▶ _EXERCISE TEXT_

[Start of section]

Is there a better way of doing these things? Well, there certainly are different ways of doing these. Like, if there were more common standards on quarantining/travelling that came down from Columbus -- a "one-size fits all" approach. Not sure if that really constitutes "better", though. Would it make more sense for Jackson, Fairfield Local, Lancaster, Hillard, Canton City, Bexley and Southern Perry (Miller) to
all be following same procedures on quarantine/traveling/attendance? Going a step further -- remote learning versus hybrid versus full-time?
I suppose a second alternative would have been for to be absolutely
no protocols or guidance from the Gov and the Ohio Department of Health... leaving it up entirely to the schools if they wanted to quarantine if a known exposure or positive arose, to listen to their local health department (or not.) Even going further: leaving it up to the schools if they wanted to mandate masks and 15% capacity for attendance/or instead let everyone sit ass-to-ass in a packed gym with the choice to wear a mask (or not.) Or somewhere in between.
It's hard to thread needles. If there was a magic bullet that could make the season more 'normal' while balancing the interest of public health, I'm sure every administrator would go for it.
Last year Fairland didn’t get to end their season because we didn’t know anything about this virus.....a year later teams will have to send JV players to play in the districts and we have so much more knowledge, hell half of the US knows everything about everything, I don’t see why we just can’t ask them what to do for certain.

[End of section]

▶ _DATASET ENTRIES_
[Start of section]

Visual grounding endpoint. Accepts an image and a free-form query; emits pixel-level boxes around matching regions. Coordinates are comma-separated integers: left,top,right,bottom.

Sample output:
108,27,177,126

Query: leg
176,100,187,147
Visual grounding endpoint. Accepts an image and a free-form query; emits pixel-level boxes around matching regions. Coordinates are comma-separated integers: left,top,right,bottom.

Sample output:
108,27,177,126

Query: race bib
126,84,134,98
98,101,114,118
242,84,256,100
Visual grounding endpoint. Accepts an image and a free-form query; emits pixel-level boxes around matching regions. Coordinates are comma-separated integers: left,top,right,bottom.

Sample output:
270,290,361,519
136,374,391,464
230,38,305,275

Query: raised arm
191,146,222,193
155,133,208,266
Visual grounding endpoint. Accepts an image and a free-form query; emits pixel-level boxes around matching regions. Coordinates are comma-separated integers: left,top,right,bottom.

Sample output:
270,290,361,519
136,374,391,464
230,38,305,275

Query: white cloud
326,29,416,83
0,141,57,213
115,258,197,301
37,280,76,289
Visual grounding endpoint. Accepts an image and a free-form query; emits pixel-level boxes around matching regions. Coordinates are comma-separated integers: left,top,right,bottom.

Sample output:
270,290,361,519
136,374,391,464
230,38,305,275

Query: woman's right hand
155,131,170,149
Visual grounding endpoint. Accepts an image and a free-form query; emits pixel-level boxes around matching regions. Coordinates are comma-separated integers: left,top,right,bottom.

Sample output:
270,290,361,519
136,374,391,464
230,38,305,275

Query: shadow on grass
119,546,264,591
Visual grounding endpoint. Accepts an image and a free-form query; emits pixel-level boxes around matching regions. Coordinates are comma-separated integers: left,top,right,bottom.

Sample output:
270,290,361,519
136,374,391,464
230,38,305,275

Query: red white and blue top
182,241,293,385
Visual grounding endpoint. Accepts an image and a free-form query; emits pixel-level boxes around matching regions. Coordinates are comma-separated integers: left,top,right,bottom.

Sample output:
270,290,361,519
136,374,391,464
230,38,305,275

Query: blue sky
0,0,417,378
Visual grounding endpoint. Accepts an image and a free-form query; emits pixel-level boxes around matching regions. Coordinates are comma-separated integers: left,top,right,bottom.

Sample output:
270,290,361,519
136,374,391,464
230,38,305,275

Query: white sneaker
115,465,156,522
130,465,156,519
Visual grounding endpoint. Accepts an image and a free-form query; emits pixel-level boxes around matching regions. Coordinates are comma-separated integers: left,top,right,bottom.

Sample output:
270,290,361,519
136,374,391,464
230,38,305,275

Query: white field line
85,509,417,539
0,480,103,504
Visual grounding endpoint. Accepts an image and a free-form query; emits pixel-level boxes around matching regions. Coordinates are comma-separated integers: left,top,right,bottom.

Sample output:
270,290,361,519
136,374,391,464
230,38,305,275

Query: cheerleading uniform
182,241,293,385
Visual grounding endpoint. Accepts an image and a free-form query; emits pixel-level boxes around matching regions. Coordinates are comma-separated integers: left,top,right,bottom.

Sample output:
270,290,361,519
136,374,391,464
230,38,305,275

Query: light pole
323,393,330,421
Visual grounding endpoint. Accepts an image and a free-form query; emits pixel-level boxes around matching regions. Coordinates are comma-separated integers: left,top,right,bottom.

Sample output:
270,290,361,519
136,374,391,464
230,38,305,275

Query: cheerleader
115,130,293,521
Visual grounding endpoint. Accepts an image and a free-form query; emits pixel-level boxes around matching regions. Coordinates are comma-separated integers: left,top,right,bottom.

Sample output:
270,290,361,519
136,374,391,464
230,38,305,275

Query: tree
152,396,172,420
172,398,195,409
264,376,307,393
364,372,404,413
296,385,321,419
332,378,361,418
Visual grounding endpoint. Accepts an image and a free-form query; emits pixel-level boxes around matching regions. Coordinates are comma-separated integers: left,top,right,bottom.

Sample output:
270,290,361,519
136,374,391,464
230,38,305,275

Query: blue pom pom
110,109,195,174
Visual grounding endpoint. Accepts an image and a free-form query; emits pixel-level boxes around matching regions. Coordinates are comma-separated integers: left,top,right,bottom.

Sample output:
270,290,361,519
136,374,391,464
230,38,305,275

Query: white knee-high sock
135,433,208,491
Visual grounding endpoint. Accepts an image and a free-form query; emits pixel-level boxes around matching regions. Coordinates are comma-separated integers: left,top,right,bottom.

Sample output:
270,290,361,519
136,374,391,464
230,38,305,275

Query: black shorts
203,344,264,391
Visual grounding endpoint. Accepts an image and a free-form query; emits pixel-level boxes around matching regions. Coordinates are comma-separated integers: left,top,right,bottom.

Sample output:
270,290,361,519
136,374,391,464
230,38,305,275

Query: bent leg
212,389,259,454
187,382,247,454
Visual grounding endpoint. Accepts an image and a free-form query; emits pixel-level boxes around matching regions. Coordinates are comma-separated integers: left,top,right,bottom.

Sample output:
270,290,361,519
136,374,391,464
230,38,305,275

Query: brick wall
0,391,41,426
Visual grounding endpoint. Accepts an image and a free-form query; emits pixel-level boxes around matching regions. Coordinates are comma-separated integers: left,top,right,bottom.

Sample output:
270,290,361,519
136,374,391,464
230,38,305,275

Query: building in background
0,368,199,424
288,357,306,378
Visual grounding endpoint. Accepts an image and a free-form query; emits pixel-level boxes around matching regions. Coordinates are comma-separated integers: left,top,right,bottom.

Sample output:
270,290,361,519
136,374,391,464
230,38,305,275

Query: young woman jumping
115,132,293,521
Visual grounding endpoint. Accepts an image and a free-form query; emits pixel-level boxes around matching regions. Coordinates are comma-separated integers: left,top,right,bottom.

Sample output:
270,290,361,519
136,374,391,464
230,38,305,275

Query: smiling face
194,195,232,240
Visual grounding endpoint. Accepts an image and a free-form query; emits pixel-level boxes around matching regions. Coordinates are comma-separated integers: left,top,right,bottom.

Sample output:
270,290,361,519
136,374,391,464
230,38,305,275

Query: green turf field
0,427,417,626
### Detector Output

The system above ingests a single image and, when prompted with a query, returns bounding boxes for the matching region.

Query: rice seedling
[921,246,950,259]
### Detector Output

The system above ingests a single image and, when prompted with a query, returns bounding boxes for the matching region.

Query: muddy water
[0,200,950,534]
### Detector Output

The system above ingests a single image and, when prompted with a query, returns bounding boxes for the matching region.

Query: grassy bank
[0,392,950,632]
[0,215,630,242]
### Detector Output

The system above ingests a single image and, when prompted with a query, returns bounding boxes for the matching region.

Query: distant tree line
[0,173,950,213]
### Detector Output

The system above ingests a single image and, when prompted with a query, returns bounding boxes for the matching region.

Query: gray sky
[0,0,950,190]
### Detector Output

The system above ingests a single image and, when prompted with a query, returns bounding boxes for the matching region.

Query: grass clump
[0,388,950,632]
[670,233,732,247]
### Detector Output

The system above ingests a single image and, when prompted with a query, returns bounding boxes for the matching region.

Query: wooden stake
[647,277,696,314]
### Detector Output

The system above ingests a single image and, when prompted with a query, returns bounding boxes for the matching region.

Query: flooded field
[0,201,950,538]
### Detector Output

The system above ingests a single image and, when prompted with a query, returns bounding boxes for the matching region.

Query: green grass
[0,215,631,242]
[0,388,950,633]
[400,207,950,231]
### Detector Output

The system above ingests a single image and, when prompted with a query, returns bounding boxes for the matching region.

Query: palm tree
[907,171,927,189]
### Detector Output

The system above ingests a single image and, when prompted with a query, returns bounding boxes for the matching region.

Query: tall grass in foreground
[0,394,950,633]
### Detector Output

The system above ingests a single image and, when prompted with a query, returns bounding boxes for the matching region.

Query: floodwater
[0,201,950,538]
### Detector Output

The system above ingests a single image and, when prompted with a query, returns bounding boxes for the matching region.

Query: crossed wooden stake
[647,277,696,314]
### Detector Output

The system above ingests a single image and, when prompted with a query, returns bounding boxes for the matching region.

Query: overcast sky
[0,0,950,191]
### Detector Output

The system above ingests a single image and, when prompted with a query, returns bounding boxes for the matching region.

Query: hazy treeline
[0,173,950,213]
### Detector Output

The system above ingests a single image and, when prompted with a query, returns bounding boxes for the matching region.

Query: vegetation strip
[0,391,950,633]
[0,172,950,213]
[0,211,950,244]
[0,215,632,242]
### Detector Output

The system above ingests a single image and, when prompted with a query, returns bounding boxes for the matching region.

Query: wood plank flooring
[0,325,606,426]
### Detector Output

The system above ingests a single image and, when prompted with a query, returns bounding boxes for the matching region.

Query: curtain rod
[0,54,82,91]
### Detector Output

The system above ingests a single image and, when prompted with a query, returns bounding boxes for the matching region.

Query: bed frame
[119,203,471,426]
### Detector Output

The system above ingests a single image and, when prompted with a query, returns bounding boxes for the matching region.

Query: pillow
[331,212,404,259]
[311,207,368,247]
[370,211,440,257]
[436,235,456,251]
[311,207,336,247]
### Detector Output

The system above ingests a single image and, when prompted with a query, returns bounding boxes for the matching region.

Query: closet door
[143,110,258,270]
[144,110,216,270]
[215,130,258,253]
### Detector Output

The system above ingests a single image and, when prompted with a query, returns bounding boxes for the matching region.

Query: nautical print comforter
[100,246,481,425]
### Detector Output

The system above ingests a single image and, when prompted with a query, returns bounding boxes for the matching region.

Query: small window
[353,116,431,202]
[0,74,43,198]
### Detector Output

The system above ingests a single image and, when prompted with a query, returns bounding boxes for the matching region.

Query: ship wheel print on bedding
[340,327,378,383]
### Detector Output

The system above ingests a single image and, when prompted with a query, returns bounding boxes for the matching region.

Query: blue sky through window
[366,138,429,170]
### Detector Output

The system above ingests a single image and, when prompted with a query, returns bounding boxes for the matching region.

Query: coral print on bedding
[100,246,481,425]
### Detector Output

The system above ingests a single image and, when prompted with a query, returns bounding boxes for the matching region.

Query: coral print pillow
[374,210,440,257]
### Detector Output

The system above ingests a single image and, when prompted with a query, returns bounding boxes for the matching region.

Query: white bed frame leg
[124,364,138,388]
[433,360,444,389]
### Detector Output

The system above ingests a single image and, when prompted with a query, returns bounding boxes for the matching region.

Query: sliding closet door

[End of section]

▶ _BRIEF A_
From the post above, copy out the passage starting with "It's hard to" and going on through "would go for it.".
▶ _BRIEF B_
According to the post, what did Fairland not get to do last year?

▶ _PROBLEM SOLUTION A_
It's hard to thread needles. If there was a magic bullet that could make the season more 'normal' while balancing the interest of public health, I'm sure every administrator would go for it.

▶ _PROBLEM SOLUTION B_
End their season.